* **What to work on**:
Among the entries below, which lines include the string "stone"? Show each one.

Provided records section start

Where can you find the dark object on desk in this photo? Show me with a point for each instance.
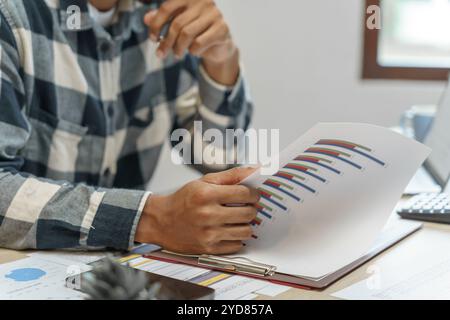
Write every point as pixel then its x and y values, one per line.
pixel 433 207
pixel 109 280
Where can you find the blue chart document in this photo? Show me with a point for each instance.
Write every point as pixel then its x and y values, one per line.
pixel 333 193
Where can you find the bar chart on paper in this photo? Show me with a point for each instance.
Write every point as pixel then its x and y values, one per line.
pixel 332 193
pixel 306 174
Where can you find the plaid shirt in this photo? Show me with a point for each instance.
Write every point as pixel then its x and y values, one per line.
pixel 83 117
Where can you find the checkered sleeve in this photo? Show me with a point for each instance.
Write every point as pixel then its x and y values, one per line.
pixel 217 107
pixel 40 213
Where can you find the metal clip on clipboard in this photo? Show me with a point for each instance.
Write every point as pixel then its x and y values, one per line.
pixel 237 264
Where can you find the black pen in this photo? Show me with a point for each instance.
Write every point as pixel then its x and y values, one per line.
pixel 155 5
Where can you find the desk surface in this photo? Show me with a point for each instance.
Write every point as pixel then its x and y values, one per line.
pixel 430 233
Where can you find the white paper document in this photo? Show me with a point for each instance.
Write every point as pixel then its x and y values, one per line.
pixel 332 195
pixel 226 286
pixel 35 279
pixel 414 272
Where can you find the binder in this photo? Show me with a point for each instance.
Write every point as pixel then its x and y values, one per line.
pixel 263 271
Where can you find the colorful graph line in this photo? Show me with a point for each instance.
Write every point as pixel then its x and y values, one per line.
pixel 256 221
pixel 305 169
pixel 324 163
pixel 292 178
pixel 340 155
pixel 352 147
pixel 277 185
pixel 269 196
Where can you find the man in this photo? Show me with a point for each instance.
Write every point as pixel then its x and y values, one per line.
pixel 85 109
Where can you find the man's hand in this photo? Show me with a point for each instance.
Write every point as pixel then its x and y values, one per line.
pixel 195 219
pixel 197 26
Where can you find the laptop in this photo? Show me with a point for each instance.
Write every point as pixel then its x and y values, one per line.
pixel 434 175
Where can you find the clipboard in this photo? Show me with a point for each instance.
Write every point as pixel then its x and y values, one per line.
pixel 245 267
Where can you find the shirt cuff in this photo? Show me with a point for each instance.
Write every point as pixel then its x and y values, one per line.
pixel 115 222
pixel 215 95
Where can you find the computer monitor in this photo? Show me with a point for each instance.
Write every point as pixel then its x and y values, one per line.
pixel 438 138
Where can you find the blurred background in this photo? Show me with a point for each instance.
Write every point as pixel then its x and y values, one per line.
pixel 315 60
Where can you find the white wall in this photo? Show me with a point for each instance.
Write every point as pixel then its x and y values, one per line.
pixel 303 60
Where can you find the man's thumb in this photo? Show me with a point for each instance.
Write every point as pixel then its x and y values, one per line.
pixel 229 177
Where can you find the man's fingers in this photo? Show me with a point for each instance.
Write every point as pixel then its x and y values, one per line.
pixel 229 177
pixel 218 33
pixel 190 32
pixel 156 19
pixel 238 232
pixel 176 28
pixel 237 194
pixel 232 215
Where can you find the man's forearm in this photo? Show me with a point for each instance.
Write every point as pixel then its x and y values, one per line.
pixel 225 73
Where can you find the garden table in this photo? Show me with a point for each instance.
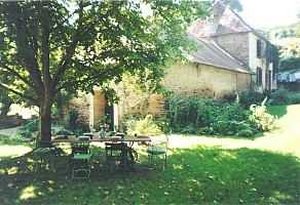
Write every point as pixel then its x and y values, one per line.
pixel 128 142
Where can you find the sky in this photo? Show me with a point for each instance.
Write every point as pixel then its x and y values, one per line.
pixel 270 13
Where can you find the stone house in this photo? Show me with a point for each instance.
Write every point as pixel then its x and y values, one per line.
pixel 247 45
pixel 231 57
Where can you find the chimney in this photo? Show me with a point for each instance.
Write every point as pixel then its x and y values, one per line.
pixel 218 9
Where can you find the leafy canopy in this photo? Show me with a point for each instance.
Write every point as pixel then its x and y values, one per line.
pixel 47 46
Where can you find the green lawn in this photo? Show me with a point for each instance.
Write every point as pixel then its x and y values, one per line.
pixel 194 176
pixel 278 110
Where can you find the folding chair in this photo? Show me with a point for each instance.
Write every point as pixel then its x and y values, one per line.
pixel 81 156
pixel 158 151
pixel 116 154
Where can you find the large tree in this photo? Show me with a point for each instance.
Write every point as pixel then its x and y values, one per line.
pixel 47 46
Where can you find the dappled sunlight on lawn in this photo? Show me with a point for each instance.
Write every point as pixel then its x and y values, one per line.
pixel 285 139
pixel 13 150
pixel 28 192
pixel 200 175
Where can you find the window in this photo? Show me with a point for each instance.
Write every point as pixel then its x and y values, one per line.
pixel 259 76
pixel 258 48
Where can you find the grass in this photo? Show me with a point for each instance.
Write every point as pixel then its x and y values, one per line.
pixel 278 110
pixel 194 176
pixel 13 140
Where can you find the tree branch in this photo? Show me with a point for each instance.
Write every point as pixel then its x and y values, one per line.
pixel 6 87
pixel 24 50
pixel 70 50
pixel 16 74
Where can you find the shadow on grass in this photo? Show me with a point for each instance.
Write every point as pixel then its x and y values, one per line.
pixel 193 176
pixel 278 110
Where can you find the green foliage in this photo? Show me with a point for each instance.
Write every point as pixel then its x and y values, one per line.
pixel 260 116
pixel 193 115
pixel 29 129
pixel 291 63
pixel 142 126
pixel 248 98
pixel 50 45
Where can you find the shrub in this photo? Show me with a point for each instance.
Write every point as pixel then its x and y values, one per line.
pixel 192 115
pixel 142 126
pixel 294 98
pixel 280 97
pixel 260 116
pixel 248 98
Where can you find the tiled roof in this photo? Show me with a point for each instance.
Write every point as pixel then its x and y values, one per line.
pixel 211 54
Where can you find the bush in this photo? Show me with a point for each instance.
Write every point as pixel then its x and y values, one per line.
pixel 262 118
pixel 248 98
pixel 294 98
pixel 192 115
pixel 280 97
pixel 142 126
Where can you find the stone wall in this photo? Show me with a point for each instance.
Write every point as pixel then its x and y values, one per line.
pixel 82 104
pixel 205 80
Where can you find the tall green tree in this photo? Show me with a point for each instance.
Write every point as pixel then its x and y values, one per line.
pixel 47 46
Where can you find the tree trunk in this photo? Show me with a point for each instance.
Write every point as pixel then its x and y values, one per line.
pixel 45 123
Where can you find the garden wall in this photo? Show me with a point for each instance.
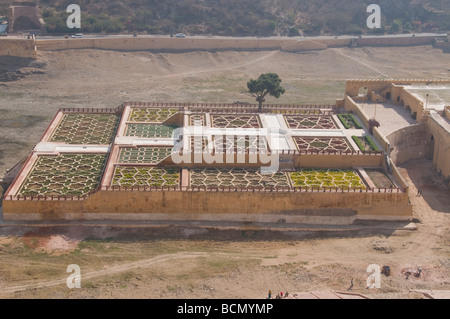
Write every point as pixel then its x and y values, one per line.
pixel 18 48
pixel 212 205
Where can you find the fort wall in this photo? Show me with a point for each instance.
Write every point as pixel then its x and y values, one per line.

Provided records section end

* **Your response**:
Where can you find the stone house in this photo? Show me with a point for each instance.
Where can you find the stone wall in this photo? Show me with a point for each instance.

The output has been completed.